Reproduce the lines below word for word, starting at the line that contains "baseboard in the photo above. Give pixel coordinates." and continuing through the last line.

[Labeled-object pointing entries]
======
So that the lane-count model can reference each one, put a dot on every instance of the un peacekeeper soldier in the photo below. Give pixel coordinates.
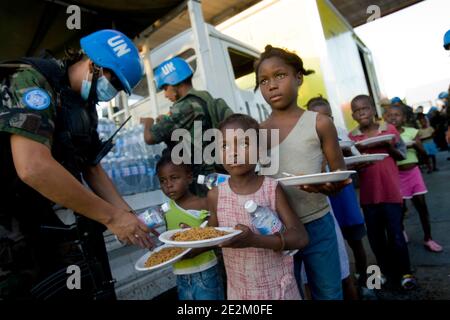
(48, 143)
(174, 76)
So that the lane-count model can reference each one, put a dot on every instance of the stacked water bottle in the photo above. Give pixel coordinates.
(131, 164)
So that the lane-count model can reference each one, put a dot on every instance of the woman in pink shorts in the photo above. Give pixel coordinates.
(412, 185)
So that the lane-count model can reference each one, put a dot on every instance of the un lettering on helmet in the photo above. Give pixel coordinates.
(168, 68)
(119, 46)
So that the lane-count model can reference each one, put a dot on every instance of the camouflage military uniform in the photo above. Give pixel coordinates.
(29, 255)
(16, 117)
(183, 114)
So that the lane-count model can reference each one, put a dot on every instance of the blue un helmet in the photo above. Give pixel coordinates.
(447, 40)
(396, 100)
(172, 72)
(443, 95)
(113, 50)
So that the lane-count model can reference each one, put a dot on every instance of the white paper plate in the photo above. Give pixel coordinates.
(318, 178)
(166, 237)
(368, 141)
(140, 264)
(346, 143)
(365, 158)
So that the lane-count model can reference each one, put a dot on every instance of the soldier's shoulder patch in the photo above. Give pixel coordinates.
(36, 98)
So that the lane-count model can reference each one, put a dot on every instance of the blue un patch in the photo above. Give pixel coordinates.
(36, 99)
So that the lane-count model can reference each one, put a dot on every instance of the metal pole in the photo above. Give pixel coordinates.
(202, 43)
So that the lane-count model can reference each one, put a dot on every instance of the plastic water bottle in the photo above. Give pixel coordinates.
(266, 221)
(106, 165)
(150, 172)
(263, 218)
(212, 179)
(153, 217)
(143, 178)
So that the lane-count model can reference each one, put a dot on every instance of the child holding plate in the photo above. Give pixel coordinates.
(306, 138)
(256, 268)
(380, 195)
(198, 276)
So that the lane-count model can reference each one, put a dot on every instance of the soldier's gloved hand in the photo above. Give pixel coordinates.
(129, 229)
(147, 122)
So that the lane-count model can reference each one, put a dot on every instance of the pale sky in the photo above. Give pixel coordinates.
(408, 50)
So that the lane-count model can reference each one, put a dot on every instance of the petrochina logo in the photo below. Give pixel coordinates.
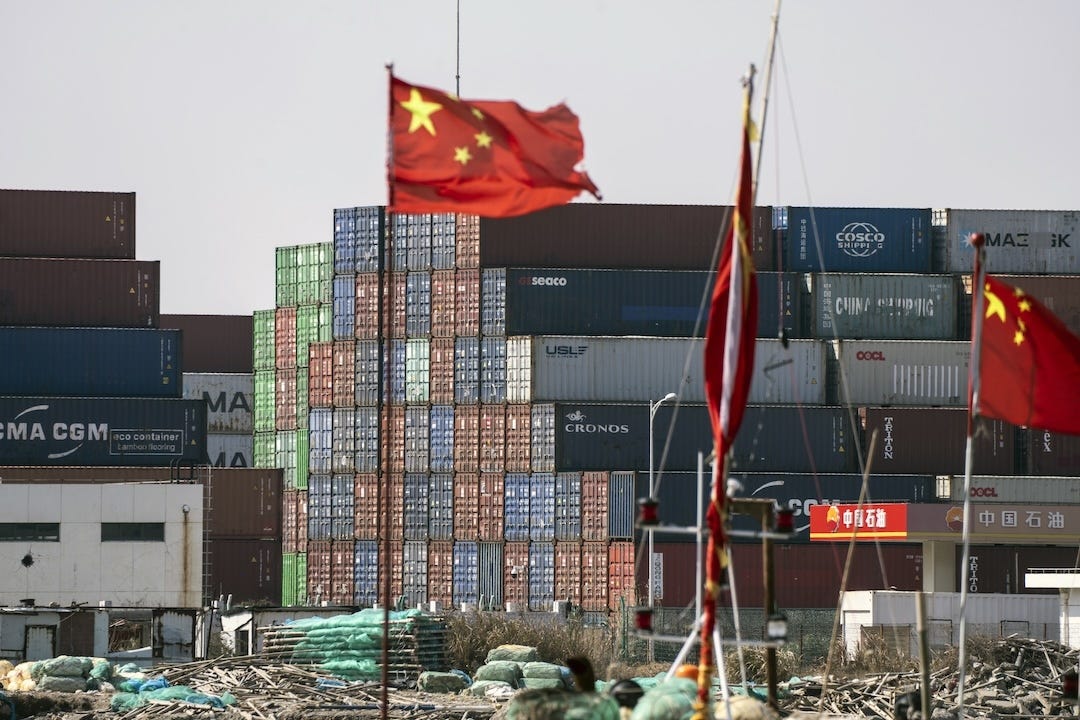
(860, 240)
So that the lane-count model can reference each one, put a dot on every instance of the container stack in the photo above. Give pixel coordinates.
(512, 436)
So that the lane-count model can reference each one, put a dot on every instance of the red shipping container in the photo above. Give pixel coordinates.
(284, 338)
(443, 291)
(568, 572)
(594, 505)
(366, 515)
(342, 584)
(515, 581)
(442, 370)
(467, 303)
(394, 566)
(345, 374)
(493, 438)
(491, 522)
(467, 241)
(367, 306)
(466, 506)
(441, 572)
(518, 438)
(285, 401)
(622, 583)
(594, 576)
(466, 437)
(321, 375)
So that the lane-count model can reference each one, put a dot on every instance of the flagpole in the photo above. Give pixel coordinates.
(979, 282)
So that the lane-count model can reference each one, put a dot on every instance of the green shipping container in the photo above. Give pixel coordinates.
(262, 340)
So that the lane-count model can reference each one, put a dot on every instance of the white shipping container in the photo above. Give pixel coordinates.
(927, 372)
(230, 449)
(229, 399)
(1041, 490)
(638, 369)
(1016, 241)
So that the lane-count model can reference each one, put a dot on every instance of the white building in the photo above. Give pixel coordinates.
(129, 544)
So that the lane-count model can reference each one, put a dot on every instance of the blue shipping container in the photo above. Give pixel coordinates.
(859, 239)
(97, 362)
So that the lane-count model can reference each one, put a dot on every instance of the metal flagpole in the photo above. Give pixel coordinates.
(976, 345)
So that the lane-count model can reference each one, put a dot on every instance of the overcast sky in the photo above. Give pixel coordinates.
(241, 124)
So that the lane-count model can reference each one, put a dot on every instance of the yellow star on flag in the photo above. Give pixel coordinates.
(421, 111)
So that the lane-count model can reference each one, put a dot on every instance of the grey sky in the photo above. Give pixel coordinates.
(241, 124)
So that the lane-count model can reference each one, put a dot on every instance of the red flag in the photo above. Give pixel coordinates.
(488, 158)
(1029, 369)
(729, 363)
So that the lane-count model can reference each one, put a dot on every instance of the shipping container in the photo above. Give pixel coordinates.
(64, 223)
(250, 571)
(229, 398)
(99, 431)
(632, 369)
(858, 240)
(933, 440)
(1016, 241)
(806, 575)
(80, 293)
(621, 236)
(91, 362)
(214, 343)
(647, 302)
(230, 450)
(1041, 490)
(1052, 453)
(597, 437)
(1002, 569)
(876, 307)
(919, 372)
(244, 503)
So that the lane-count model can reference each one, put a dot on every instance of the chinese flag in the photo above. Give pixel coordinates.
(488, 158)
(1029, 367)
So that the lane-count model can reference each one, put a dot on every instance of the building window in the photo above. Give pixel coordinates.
(133, 532)
(42, 532)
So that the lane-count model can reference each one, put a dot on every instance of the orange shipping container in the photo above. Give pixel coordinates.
(515, 578)
(493, 438)
(568, 572)
(466, 506)
(594, 576)
(441, 572)
(321, 375)
(466, 437)
(442, 370)
(345, 374)
(467, 303)
(518, 438)
(594, 505)
(490, 506)
(443, 290)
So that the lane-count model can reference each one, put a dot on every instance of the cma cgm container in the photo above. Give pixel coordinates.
(922, 372)
(79, 293)
(67, 225)
(94, 431)
(1016, 241)
(649, 302)
(934, 440)
(885, 306)
(596, 437)
(636, 369)
(859, 239)
(620, 236)
(795, 491)
(90, 362)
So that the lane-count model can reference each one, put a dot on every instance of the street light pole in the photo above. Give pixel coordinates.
(652, 493)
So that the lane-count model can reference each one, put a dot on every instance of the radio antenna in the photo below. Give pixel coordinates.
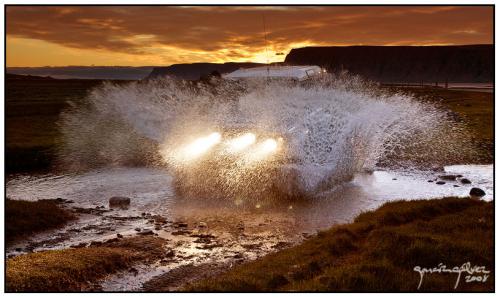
(265, 43)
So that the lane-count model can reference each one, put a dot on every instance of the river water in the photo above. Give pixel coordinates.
(238, 234)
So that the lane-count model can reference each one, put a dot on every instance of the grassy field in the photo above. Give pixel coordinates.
(24, 218)
(32, 109)
(74, 269)
(474, 109)
(378, 252)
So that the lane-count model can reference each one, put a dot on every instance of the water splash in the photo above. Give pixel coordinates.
(334, 127)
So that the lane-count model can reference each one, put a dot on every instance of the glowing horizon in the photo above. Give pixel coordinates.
(163, 35)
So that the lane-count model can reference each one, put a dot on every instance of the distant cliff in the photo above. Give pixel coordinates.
(196, 70)
(470, 63)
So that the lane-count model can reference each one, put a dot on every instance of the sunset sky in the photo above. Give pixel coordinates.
(160, 35)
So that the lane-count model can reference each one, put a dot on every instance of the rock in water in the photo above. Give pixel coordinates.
(119, 202)
(476, 192)
(448, 177)
(465, 181)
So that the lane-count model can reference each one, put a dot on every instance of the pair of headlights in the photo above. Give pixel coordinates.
(235, 145)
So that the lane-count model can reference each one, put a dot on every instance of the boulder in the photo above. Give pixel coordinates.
(119, 202)
(476, 192)
(448, 177)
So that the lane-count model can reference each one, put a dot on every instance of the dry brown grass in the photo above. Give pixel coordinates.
(377, 253)
(72, 270)
(23, 218)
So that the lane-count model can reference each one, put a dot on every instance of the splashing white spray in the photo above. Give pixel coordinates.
(333, 127)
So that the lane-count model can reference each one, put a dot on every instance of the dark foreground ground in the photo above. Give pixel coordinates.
(377, 252)
(33, 105)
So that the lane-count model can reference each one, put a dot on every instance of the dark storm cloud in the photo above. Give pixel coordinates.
(138, 29)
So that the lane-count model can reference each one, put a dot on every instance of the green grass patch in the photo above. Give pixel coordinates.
(73, 270)
(24, 218)
(378, 252)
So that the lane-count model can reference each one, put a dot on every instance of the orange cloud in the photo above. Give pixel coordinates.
(162, 35)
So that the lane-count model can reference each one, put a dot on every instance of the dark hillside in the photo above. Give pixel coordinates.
(461, 64)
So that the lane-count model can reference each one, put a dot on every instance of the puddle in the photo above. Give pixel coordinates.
(200, 232)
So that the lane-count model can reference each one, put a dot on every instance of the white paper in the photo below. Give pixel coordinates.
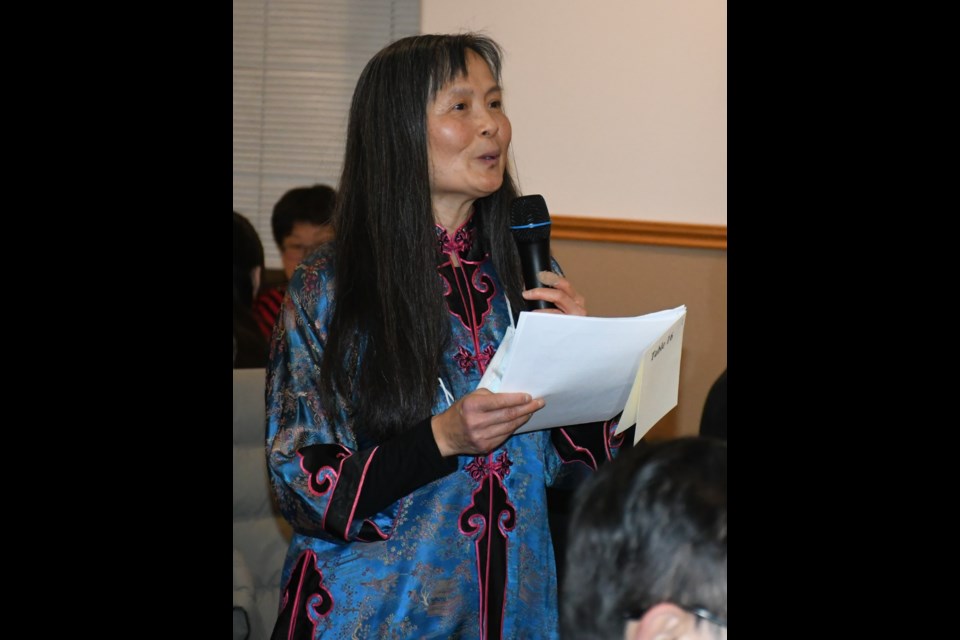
(585, 368)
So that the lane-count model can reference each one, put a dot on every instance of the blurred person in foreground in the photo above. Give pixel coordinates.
(249, 345)
(647, 546)
(300, 222)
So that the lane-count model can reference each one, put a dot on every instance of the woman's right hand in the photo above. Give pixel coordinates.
(481, 421)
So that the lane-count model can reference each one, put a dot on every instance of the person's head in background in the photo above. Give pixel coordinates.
(301, 220)
(249, 347)
(647, 546)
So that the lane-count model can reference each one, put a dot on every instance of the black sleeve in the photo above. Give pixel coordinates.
(402, 465)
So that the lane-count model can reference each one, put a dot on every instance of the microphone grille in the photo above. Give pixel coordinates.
(529, 219)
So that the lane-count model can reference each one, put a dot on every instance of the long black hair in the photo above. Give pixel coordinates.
(388, 328)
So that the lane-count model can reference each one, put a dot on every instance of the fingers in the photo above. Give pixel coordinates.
(481, 421)
(560, 292)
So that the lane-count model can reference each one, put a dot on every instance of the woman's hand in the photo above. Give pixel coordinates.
(481, 421)
(560, 292)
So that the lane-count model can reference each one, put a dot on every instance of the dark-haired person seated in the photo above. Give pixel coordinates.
(647, 546)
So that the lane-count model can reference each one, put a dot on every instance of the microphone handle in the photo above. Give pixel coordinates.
(534, 258)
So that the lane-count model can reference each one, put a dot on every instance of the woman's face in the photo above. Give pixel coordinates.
(468, 135)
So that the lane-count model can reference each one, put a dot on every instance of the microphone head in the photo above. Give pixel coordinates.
(529, 219)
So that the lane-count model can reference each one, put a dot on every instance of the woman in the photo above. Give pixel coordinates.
(415, 514)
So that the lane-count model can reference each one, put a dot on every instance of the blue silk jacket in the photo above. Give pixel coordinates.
(466, 555)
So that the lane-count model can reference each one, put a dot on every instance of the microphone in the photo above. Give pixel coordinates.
(530, 224)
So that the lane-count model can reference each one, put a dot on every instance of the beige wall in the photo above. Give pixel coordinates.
(630, 280)
(619, 108)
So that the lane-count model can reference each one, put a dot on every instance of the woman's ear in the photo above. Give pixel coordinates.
(664, 621)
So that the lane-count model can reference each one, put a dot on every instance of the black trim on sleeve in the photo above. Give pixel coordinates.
(400, 466)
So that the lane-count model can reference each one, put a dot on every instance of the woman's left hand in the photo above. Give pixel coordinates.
(560, 292)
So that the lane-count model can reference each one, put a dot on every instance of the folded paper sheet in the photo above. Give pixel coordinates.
(591, 369)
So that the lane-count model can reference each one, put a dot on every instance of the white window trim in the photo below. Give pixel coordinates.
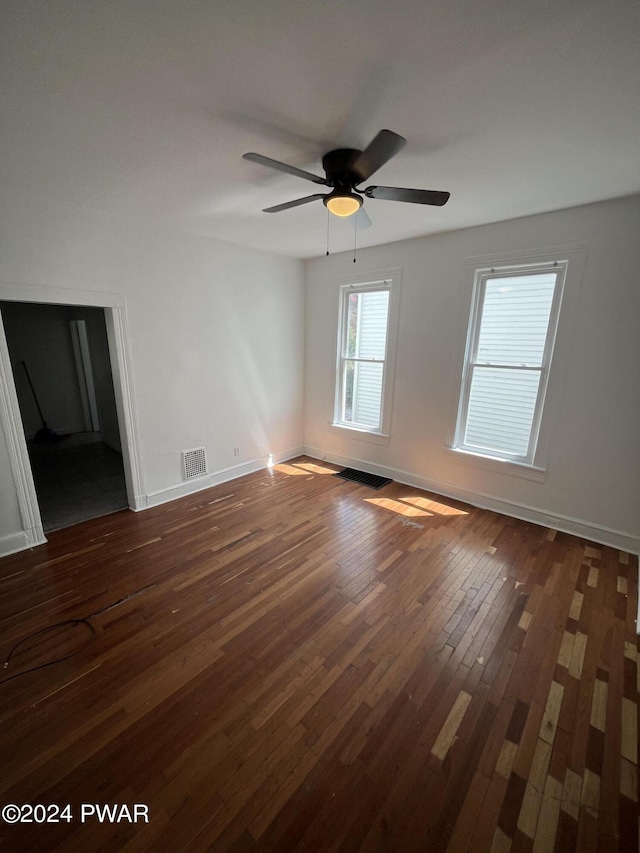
(373, 280)
(564, 313)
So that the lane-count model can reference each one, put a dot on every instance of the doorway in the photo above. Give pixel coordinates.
(111, 450)
(60, 360)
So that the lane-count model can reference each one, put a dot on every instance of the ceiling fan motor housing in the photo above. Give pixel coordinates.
(337, 166)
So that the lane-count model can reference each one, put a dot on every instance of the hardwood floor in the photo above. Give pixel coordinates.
(294, 662)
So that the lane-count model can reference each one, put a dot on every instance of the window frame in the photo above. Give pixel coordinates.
(567, 265)
(389, 281)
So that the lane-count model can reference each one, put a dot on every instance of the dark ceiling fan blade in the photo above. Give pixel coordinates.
(284, 167)
(287, 204)
(381, 149)
(362, 219)
(416, 196)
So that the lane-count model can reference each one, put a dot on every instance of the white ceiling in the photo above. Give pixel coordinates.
(143, 108)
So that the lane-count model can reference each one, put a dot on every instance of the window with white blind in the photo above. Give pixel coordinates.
(363, 374)
(510, 341)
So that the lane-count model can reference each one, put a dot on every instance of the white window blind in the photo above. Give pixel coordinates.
(509, 348)
(362, 367)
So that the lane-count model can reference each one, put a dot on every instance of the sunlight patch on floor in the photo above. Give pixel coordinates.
(397, 507)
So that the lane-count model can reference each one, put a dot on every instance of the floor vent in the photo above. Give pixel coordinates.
(363, 478)
(194, 462)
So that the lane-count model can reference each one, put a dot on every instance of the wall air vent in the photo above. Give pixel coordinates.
(194, 462)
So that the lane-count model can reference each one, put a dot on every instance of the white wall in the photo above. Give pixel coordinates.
(216, 334)
(593, 454)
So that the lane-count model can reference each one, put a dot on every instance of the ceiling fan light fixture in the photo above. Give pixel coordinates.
(342, 203)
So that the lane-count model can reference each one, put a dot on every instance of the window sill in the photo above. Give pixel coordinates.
(498, 466)
(361, 434)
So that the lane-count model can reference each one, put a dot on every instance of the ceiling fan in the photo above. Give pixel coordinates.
(345, 169)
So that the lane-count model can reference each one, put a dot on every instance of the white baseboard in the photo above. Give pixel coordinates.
(199, 484)
(575, 526)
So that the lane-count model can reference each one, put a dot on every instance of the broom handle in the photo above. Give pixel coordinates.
======
*Final answer*.
So that the lane-count model can reference each one, put a dot on every instance of the white baseboard in the photo above. Give pixel coordinates.
(199, 484)
(575, 526)
So that the lane-count model can reference each one, put a dot on every instance of the broom handle in the photo above. Give pixel coordinates.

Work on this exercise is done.